▶ _Extracted records_
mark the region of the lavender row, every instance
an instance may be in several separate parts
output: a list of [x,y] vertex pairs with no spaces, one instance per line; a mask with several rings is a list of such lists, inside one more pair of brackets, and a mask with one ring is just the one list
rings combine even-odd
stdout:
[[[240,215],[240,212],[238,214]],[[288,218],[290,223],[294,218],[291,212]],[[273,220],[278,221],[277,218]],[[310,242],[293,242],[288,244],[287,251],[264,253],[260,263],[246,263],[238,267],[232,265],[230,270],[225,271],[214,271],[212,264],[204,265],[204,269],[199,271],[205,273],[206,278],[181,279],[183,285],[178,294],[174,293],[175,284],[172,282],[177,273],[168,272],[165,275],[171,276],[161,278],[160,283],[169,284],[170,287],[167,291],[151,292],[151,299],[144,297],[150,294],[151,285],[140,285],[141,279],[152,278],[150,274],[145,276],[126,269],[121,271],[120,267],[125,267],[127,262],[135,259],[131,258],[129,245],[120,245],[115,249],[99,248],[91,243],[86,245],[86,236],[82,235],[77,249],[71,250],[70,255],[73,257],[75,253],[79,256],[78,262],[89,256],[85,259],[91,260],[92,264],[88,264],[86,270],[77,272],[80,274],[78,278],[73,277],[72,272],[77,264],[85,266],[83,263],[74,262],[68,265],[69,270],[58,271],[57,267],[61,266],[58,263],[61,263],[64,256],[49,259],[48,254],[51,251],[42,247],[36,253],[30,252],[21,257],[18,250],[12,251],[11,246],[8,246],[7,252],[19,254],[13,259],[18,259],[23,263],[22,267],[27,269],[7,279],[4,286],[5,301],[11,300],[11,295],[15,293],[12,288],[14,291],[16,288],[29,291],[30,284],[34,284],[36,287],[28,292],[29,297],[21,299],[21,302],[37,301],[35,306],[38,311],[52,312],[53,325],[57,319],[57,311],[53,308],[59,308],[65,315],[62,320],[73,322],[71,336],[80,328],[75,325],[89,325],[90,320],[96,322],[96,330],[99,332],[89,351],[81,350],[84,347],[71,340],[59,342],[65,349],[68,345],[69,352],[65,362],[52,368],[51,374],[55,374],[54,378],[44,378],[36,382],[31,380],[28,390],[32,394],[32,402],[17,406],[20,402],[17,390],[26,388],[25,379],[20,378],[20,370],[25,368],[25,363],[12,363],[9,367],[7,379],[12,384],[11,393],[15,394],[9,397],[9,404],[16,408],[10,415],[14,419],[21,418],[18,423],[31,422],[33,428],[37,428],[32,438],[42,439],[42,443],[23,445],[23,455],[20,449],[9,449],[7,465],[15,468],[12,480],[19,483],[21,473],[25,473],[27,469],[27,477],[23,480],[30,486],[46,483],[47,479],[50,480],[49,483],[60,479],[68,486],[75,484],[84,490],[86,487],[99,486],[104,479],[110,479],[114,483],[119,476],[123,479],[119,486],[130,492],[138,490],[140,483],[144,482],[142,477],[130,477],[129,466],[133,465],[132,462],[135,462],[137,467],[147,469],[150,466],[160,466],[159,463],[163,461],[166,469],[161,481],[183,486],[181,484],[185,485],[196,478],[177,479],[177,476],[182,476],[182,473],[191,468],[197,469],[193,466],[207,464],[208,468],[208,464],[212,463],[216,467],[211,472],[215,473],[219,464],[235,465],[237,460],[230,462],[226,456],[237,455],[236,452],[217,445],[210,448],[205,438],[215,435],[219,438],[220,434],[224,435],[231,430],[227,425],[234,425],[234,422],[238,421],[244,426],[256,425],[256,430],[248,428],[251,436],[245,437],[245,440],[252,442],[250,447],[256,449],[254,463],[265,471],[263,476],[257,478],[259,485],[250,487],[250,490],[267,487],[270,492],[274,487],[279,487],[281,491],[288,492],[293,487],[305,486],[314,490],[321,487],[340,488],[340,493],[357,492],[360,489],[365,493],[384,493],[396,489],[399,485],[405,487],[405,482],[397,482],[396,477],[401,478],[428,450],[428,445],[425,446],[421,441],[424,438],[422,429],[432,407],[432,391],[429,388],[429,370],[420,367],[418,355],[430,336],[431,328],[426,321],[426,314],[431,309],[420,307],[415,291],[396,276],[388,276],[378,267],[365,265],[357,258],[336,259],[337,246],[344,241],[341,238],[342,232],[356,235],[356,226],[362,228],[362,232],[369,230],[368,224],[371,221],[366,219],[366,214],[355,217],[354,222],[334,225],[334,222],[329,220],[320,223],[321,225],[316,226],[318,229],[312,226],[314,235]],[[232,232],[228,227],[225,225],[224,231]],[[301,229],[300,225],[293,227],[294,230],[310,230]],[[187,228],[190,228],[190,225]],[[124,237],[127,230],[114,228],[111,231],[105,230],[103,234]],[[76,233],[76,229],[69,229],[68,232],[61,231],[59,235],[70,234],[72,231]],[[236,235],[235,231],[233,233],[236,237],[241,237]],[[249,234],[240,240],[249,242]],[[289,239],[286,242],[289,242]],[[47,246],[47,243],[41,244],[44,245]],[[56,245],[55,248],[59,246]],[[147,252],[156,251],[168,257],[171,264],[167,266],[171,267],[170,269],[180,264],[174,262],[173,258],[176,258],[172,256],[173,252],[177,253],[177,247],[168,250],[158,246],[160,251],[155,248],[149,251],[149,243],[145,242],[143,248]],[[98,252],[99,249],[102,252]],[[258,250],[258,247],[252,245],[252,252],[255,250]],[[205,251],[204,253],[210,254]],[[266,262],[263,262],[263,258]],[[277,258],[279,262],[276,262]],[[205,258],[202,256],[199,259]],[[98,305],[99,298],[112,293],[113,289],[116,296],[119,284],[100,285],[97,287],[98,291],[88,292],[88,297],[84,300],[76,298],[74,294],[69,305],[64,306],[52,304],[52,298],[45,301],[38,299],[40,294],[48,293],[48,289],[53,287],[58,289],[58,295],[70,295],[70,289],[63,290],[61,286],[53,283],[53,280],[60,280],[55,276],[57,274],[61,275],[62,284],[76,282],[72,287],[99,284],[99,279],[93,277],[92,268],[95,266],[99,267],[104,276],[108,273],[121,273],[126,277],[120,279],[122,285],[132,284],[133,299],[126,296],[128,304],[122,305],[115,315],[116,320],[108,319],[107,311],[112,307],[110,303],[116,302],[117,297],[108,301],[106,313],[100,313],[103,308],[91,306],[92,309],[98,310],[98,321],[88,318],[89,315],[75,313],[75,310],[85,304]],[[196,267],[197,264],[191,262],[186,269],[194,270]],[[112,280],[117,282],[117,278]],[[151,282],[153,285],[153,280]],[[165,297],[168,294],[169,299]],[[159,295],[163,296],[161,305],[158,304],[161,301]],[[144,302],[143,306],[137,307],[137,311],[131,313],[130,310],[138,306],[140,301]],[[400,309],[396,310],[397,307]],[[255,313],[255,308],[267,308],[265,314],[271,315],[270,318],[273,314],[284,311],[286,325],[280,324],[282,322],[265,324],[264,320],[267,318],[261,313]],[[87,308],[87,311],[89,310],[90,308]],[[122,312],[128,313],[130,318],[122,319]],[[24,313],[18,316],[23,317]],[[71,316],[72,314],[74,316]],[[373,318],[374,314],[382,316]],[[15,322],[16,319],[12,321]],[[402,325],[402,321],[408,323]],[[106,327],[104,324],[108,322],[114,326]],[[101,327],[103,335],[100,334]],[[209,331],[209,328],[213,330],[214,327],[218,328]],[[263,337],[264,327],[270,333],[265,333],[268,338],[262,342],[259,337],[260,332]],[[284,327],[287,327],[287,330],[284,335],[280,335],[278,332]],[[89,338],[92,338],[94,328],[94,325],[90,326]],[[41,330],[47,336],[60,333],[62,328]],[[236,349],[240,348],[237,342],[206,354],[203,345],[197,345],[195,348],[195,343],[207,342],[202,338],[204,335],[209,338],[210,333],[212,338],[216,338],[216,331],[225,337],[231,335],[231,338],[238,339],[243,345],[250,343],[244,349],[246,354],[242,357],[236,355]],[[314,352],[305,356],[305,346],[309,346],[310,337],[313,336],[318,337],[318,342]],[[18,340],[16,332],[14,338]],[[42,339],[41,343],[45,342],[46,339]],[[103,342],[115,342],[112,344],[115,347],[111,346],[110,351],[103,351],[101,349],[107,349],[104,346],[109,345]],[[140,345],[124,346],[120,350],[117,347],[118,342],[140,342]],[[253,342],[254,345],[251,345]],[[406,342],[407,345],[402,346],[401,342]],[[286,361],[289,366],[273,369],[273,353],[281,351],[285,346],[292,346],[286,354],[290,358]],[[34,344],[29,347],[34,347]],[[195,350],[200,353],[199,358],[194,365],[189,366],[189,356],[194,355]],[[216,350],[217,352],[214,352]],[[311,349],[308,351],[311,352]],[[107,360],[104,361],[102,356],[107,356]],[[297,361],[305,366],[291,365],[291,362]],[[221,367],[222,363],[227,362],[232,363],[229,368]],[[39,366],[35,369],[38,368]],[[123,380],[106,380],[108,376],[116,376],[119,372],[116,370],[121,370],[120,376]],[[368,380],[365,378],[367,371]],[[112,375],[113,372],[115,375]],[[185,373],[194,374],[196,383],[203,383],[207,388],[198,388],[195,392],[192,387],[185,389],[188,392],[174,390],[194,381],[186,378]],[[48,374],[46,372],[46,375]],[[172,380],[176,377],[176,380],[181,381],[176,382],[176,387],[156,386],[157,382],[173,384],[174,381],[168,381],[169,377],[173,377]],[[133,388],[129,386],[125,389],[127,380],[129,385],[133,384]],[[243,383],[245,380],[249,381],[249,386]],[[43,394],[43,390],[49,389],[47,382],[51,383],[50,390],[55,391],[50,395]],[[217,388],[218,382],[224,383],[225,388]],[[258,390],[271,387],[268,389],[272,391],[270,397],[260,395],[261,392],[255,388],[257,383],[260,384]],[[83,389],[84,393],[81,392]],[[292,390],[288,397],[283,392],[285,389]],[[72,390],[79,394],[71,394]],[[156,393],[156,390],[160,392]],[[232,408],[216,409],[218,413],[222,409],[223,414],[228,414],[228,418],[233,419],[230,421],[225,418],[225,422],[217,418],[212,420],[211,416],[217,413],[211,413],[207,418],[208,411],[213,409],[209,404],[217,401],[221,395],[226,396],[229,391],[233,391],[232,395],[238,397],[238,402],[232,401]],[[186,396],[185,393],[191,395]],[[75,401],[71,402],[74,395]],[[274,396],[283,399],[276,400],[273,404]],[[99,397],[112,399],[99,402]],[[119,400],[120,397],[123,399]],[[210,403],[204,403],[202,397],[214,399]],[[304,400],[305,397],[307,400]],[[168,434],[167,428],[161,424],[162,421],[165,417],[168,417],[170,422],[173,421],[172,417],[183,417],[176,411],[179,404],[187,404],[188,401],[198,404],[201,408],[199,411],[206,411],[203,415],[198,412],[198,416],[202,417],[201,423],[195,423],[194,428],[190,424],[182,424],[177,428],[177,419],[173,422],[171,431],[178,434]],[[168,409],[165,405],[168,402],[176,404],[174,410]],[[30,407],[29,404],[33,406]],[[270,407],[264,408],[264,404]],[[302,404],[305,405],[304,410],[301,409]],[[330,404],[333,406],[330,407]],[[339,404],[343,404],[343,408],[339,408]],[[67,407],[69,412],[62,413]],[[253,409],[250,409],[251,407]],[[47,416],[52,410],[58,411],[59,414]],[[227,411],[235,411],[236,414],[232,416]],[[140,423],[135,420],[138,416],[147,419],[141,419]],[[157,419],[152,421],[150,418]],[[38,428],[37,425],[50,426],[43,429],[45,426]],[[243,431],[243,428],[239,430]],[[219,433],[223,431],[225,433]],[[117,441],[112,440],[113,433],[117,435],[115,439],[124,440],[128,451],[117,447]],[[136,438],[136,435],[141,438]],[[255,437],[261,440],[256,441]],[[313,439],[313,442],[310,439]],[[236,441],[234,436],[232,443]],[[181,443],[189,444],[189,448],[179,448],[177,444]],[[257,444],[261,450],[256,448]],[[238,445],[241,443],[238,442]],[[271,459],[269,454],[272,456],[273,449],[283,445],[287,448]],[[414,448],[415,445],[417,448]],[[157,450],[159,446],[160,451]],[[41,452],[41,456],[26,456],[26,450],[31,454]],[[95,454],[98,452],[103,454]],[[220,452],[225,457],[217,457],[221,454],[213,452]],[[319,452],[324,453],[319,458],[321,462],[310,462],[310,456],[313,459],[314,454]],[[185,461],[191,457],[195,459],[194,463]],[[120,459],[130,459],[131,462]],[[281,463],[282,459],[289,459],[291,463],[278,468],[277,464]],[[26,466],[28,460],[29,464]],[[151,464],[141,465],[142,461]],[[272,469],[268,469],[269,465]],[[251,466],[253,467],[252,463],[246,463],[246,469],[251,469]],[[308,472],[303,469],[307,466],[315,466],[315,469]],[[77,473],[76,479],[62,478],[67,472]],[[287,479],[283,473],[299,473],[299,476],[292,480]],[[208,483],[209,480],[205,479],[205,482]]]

▶ _Task details_
Read through the entries and copy every line that includes "rings".

▶ _Exercise solution_
output: a list of [x,y] vertex pairs with no spaces, one instance per line; a mask with several rings is a list of such lists, inside one more pair of brackets, and a mask with one ring is just the one list
rings combine even-odd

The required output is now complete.